■ COMPLETE THE FOLLOWING ■
a – Reproduce the passage of the HMAC truncation thread from "# AES128+HMAC-SHA256 but" to "level of AES128?".
b – In the HMAC truncation thread, what reason does the original poster give for wanting to truncate the HMAC-SHA256 output?

## start EXCERPT PROVIDED

# AES128+HMAC-SHA256 but HMAC truncated

I implemented AES128(CBC)+HMAC-SHA256 but it seems to me that 256 bit HMAC is more than necessary.

Can I truncate the output of HMAC-SHA256 to a desired bit length?

And what is the minimum required length of it to match the security level of AES128?

• Yes, you can truncate the output of HMAC-SHA256, but one has to wonder: why? – Stephen Touset Oct 3 '16 at 6:11
• @Stephen Tousetfor that's for the sake of decreasing storage and network transfer costs. Assume that my app sends snippets of encrypted data over the internet constantly. – user40602 Oct 3 '16 at 6:22
• And what about minimum HMAC length? – user40602 Oct 3 '16 at 6:24
• Storage and network costs are on the order of cents per gigabyte. A billion untruncated HMACs will cost you a few dollars. The time it takes you just to implement anything as a result of answers to this question is likely to cost you what many trillions of untruncated HMACs would in bandwidth and storage costs. Is such a security tradeoff really worth your time and effort? – Stephen Touset Oct 3 '16 at 6:39
• @Stephen Touset ok I already decided to not truncate the hash, but please answer my the questions more scientifically if you can so I can learn something new that might be of use in some other time and place. Specifically I want to know what should be the minimum length of MAC tag to match the security level desired. How should we calculate it and why? – user40602 Oct 3 '16 at 6:53

Can I truncate the output of HMAC-SHA256 to a desired bit length?

## end EXCERPT PROVIDED
## start RAW RECORDS

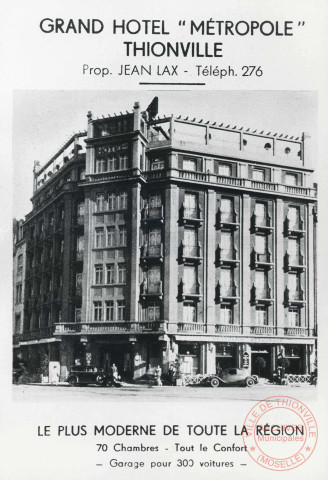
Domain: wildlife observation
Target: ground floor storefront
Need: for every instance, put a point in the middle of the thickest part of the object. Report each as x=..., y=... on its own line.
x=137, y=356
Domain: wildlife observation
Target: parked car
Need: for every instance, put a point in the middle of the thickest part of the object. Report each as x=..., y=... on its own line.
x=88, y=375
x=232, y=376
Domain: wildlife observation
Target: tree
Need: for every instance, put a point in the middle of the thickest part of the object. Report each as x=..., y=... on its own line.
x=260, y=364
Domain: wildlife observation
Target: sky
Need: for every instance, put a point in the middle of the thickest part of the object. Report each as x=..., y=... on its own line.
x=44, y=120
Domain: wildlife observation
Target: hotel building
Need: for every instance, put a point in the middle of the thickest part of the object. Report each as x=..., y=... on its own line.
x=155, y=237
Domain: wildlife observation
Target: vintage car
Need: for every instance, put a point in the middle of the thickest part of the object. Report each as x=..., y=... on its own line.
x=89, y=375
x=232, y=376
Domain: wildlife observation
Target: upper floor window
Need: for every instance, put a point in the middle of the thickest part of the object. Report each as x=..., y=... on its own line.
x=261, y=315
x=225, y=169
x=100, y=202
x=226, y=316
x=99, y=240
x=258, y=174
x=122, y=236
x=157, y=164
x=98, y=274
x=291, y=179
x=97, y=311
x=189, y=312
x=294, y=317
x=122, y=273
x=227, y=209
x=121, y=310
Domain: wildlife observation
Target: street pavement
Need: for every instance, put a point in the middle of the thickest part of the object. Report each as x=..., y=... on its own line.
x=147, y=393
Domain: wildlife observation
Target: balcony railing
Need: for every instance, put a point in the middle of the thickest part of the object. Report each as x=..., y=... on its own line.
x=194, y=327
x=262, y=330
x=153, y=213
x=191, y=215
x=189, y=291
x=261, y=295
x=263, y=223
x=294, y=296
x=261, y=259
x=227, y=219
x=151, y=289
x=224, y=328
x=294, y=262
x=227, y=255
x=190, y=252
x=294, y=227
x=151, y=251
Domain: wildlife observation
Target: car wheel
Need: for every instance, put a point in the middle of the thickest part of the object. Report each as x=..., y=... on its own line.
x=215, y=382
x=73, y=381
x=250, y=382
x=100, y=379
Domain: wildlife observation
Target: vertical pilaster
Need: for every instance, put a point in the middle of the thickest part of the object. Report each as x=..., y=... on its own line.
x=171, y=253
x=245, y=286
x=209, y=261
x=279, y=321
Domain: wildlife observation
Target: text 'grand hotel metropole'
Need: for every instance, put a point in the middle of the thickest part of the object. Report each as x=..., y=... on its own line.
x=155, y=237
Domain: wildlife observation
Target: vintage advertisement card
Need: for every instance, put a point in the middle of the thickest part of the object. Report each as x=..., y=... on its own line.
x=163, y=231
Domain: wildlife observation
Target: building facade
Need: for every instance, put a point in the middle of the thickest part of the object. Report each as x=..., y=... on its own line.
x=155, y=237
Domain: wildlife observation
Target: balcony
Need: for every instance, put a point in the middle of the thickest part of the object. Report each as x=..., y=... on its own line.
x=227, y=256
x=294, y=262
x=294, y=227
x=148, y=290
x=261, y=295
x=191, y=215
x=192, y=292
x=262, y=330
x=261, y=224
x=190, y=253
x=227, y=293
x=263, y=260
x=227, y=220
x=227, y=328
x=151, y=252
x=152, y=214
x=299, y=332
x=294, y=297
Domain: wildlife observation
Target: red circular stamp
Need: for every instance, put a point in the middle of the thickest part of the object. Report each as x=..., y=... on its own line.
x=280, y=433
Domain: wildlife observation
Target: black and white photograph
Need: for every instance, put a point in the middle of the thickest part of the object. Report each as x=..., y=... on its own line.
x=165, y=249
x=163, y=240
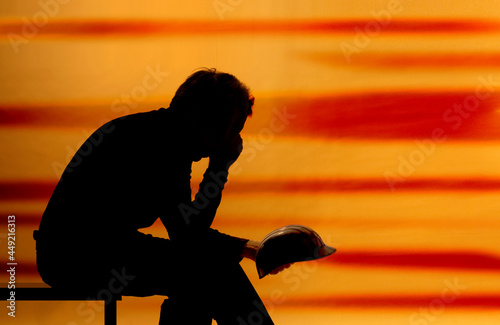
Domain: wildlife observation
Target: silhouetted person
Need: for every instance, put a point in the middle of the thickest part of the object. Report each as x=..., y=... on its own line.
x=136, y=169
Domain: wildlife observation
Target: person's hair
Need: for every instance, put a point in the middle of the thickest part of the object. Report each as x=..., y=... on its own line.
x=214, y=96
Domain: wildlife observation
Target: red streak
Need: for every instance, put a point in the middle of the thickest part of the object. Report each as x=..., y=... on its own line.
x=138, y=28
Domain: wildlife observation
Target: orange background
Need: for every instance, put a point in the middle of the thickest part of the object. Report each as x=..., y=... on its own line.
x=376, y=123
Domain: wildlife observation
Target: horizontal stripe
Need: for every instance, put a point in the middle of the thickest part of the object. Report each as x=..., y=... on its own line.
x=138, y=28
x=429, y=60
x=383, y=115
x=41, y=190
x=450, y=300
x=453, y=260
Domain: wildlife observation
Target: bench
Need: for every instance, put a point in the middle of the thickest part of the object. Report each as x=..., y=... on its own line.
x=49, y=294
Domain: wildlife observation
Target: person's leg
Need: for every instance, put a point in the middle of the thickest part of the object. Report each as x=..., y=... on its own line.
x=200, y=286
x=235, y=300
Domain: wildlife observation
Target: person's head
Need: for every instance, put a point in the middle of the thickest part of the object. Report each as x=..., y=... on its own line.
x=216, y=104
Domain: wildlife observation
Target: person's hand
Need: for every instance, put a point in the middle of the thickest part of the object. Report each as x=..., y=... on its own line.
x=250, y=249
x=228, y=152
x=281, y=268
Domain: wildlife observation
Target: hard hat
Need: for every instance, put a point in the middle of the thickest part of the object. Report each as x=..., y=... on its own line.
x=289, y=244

## end RAW RECORDS

■ ANSWERS FOR THE EXERCISE ■
a –
# AES128+HMAC-SHA256 but HMAC truncated

I implemented AES128(CBC)+HMAC-SHA256 but it seems to me that 256 bit HMAC is more than necessary.

Can I truncate the output of HMAC-SHA256 to a desired bit length?

And what is the minimum required length of it to match the security level of AES128?

b – To decrease storage and network transfer costs.